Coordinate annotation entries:
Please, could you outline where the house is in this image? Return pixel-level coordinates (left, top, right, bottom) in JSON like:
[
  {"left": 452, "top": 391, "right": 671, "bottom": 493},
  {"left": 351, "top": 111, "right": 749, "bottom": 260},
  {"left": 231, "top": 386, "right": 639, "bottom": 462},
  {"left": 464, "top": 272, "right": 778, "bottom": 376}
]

**Stated task:**
Output the entries above as a JSON list of strings, one string per line, skipping any blank lines.

**Task result:**
[
  "Please, could you outline where the house is in this image? Return pixel-level coordinates (left, top, right, bottom) in JSON like:",
  "[",
  "  {\"left\": 452, \"top\": 391, \"right\": 671, \"bottom\": 493},",
  "  {\"left\": 351, \"top\": 111, \"right\": 749, \"bottom\": 260},",
  "  {\"left\": 231, \"top\": 386, \"right\": 639, \"bottom\": 462},",
  "  {\"left\": 464, \"top\": 272, \"right\": 778, \"bottom\": 376}",
  "]"
]